>>>>

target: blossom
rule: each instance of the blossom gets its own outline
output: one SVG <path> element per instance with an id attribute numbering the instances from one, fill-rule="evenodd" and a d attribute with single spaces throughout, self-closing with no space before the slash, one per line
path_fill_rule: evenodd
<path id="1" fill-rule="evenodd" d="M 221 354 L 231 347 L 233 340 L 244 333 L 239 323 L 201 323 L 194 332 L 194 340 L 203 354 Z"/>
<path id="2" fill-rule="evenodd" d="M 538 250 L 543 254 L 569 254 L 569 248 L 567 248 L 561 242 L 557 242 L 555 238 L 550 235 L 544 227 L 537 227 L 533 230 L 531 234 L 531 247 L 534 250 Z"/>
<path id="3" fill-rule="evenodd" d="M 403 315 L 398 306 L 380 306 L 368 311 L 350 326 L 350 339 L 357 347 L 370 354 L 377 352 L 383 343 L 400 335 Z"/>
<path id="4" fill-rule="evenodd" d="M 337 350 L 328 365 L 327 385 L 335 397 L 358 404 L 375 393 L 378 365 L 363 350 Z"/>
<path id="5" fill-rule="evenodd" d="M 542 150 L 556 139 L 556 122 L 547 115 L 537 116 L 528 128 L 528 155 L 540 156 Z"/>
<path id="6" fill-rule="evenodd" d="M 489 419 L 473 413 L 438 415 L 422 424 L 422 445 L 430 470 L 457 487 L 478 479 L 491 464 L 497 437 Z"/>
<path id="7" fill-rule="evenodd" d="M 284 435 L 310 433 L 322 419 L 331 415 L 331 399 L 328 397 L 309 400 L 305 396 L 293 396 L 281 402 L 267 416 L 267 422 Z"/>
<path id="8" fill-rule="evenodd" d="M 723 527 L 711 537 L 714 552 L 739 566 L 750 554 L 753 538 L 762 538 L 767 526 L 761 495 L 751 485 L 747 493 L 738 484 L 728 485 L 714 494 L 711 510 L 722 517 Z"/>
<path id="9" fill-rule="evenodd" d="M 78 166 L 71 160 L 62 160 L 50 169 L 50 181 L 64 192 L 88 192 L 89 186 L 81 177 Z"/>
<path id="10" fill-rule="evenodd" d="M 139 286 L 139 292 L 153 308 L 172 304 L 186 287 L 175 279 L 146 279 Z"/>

<<<<
>>>>

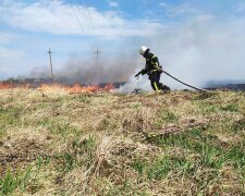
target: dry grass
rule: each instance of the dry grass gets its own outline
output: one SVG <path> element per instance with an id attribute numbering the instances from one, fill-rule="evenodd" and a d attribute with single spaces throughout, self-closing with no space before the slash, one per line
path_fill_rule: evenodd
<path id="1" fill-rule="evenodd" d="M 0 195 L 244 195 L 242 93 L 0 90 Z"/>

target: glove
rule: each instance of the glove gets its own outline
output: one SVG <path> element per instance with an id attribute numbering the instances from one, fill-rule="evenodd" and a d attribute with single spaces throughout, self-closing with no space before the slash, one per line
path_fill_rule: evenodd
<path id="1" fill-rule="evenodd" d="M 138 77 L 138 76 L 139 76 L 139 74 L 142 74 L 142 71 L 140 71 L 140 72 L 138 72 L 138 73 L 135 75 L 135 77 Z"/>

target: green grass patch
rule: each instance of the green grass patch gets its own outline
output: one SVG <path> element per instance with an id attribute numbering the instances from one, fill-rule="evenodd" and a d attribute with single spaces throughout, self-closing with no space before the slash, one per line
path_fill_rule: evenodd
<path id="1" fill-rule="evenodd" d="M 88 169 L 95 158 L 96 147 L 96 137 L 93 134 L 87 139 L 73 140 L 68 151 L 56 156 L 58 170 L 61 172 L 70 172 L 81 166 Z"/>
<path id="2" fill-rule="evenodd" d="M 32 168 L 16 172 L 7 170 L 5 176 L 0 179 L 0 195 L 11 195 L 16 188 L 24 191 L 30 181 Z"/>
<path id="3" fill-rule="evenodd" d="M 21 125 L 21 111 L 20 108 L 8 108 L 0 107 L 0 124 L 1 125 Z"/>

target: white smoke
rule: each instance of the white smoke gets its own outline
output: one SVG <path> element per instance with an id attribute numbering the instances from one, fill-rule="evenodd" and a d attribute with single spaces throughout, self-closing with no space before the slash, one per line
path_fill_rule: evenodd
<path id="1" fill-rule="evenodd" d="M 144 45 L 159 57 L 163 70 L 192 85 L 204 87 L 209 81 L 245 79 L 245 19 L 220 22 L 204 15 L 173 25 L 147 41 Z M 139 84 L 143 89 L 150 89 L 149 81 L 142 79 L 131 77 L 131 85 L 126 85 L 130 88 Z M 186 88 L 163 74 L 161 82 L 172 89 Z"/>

<<<<

_SHORT PROBLEM:_ Copy the part of the records that opens with the line containing "target: white smoke" and closes with the line containing "144 45 L 159", keeping every character unchanged.

_EXERCISE RESPONSE:_
target: white smoke
rule: each instance of the white smoke gets its own outline
output: one SVG <path> element per instance with an id attribute numbering the instances from one, fill-rule="evenodd" and a d attribute with single spaces throughout, self-closing with no space before the slash, one per line
path_fill_rule: evenodd
<path id="1" fill-rule="evenodd" d="M 144 45 L 159 57 L 163 70 L 192 85 L 204 87 L 209 81 L 245 79 L 245 19 L 220 22 L 204 15 L 173 25 L 147 41 Z M 139 84 L 143 89 L 150 89 L 149 81 L 142 79 L 131 77 L 131 85 L 126 85 L 130 88 Z M 186 88 L 163 74 L 161 82 L 172 89 Z"/>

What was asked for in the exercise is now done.